_The problem:_ Wherever the word "young" appears in the entries, copy the whole line.

*** Data excerpts Section Begins ***

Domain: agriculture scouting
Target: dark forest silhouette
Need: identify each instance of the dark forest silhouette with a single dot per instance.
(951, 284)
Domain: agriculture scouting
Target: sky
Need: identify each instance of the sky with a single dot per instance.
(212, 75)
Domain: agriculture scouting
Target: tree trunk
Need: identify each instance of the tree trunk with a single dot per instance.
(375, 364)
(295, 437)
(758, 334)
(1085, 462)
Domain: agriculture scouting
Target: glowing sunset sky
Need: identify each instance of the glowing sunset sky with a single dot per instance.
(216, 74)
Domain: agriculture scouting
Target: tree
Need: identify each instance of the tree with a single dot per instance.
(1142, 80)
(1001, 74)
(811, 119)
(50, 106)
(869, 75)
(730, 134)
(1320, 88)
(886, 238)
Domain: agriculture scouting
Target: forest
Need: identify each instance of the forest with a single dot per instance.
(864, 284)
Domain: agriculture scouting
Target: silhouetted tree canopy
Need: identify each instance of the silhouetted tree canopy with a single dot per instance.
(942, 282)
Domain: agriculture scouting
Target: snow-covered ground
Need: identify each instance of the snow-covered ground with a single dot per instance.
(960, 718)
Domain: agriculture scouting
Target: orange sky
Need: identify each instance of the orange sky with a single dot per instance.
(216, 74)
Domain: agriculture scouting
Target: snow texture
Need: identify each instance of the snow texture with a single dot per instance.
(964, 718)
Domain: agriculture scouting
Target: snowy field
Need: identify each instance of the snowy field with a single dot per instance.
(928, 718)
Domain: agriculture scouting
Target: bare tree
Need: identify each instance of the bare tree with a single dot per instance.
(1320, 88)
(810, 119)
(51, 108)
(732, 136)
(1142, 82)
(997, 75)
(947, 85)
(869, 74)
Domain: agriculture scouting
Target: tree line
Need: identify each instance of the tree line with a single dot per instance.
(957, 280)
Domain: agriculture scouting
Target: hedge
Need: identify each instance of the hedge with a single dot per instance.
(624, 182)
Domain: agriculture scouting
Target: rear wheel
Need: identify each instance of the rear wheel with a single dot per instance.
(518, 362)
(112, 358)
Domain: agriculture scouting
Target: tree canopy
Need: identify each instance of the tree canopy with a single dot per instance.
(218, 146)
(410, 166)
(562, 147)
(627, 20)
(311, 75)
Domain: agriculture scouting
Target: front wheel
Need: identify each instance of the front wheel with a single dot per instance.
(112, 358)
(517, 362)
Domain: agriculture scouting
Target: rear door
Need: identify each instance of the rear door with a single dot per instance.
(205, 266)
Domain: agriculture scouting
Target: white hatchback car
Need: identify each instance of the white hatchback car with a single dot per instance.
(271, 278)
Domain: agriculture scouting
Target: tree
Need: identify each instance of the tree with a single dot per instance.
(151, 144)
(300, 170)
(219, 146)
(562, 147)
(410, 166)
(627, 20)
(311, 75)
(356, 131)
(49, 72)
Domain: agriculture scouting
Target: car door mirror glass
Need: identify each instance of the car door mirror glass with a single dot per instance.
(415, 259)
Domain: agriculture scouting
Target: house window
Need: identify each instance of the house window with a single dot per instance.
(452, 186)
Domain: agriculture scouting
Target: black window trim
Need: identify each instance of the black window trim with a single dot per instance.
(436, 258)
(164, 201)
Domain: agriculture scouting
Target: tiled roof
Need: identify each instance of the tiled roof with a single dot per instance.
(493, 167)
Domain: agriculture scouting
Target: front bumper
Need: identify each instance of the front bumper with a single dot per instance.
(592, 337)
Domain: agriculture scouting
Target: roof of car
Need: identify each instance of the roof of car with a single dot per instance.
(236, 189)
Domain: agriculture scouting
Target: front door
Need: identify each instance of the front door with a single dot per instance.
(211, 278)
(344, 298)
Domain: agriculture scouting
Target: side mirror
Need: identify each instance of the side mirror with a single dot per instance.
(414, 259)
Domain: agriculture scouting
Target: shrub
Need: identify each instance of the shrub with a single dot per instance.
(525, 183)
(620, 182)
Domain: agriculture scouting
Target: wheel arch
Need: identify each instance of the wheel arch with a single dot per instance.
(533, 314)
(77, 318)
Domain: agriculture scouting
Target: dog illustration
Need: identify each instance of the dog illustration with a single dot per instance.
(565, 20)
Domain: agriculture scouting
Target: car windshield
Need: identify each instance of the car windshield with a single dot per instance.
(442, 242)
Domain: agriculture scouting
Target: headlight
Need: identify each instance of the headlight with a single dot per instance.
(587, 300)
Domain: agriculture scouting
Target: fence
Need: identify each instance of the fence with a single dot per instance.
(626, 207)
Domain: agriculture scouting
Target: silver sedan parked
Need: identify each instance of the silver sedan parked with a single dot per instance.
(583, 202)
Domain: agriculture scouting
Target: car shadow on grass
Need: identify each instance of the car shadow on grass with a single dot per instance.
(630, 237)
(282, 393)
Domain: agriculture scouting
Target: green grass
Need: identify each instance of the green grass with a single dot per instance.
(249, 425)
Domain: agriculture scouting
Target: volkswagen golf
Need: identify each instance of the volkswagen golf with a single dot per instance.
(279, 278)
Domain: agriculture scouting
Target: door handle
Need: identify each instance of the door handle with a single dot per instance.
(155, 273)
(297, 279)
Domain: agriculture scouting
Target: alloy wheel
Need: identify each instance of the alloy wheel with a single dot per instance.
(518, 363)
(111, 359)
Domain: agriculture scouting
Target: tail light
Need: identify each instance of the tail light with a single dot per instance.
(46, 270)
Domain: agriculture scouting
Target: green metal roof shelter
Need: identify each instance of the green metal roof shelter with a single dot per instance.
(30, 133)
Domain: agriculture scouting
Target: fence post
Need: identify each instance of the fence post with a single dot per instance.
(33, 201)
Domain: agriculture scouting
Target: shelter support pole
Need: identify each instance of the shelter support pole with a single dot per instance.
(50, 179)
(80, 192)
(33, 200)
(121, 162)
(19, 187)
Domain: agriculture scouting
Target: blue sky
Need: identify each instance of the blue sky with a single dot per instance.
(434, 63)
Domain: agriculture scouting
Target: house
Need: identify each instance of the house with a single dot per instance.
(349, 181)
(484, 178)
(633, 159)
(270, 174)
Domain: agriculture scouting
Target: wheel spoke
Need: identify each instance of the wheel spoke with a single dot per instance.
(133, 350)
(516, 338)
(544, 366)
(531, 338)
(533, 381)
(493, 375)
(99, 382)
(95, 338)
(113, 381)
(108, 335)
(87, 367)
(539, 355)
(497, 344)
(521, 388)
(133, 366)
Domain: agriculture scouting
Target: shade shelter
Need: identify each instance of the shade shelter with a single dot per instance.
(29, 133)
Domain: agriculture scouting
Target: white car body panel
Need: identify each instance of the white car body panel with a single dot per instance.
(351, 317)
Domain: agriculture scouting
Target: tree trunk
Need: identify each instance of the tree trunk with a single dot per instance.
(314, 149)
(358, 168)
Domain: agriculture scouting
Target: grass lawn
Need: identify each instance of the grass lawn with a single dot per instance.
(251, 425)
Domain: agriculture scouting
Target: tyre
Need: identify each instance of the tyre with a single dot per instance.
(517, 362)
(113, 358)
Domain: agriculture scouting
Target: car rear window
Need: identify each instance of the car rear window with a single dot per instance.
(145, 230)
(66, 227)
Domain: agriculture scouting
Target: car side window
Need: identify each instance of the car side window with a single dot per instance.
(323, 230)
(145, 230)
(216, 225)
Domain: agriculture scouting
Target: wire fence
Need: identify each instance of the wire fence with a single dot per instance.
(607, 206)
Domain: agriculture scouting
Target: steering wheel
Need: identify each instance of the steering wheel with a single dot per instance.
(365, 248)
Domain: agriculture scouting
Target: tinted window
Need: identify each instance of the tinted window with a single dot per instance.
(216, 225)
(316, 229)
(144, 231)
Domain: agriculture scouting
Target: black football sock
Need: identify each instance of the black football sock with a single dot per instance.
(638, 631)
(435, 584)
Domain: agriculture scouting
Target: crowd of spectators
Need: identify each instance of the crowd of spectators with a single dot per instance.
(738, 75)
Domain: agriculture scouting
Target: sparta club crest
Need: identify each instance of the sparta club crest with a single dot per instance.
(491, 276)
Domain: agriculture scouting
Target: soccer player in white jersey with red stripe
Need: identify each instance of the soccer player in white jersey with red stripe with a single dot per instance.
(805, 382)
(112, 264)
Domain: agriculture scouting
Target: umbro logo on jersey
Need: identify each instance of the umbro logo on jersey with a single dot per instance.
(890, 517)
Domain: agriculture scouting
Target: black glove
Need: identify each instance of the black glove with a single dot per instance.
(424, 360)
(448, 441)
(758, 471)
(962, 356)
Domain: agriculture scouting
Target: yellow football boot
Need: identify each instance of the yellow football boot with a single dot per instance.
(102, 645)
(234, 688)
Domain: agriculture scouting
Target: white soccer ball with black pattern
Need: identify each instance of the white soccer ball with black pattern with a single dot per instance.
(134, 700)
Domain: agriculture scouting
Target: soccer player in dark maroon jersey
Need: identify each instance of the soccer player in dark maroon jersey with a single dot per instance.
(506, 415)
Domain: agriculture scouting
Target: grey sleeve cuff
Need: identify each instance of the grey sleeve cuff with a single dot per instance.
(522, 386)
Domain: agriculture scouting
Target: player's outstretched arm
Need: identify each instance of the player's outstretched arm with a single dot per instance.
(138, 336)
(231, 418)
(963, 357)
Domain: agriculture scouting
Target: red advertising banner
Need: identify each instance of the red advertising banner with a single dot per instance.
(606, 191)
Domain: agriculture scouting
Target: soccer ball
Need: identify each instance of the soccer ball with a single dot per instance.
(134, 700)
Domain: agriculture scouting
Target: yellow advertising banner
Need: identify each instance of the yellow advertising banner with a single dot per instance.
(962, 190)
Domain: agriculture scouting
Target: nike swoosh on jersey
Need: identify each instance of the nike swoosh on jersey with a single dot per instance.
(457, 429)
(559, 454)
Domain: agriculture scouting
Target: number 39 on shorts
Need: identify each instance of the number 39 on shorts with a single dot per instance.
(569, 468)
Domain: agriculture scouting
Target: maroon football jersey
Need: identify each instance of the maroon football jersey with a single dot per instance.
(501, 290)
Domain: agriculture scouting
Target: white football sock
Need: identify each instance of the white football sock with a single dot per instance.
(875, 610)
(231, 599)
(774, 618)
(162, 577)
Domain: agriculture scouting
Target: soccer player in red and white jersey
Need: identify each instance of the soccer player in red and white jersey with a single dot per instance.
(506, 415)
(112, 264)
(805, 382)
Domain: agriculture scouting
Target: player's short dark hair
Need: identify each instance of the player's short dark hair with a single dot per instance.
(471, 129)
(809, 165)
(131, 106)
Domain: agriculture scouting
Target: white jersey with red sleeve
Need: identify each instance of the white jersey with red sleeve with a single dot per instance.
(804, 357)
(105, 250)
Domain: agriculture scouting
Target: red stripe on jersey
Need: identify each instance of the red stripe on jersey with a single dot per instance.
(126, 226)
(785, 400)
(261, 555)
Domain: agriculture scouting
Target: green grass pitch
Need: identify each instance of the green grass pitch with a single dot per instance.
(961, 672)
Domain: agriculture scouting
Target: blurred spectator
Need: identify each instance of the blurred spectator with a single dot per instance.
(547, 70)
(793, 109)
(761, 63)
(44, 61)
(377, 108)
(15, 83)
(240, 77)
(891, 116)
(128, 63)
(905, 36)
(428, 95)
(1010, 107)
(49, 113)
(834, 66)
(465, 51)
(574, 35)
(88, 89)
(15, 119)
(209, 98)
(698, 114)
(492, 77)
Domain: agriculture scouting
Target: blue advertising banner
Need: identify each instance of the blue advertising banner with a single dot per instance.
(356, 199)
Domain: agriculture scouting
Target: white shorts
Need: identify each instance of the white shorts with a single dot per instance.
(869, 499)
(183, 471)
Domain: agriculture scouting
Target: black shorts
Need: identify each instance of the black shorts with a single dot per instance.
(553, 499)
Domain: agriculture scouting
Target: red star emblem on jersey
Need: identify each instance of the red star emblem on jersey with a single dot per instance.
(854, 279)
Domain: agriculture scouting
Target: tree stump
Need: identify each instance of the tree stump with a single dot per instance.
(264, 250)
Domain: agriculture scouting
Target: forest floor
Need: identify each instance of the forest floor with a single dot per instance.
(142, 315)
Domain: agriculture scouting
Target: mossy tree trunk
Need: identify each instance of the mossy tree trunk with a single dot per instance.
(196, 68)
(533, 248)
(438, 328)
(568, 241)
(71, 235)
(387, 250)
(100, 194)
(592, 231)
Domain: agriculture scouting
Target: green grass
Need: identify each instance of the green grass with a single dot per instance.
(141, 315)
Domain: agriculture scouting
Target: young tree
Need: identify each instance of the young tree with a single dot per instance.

*** Data excerpts Section Ends ***

_Task result:_
Target: young tree
Need: identify each instance of the young tree with a single dot per instance.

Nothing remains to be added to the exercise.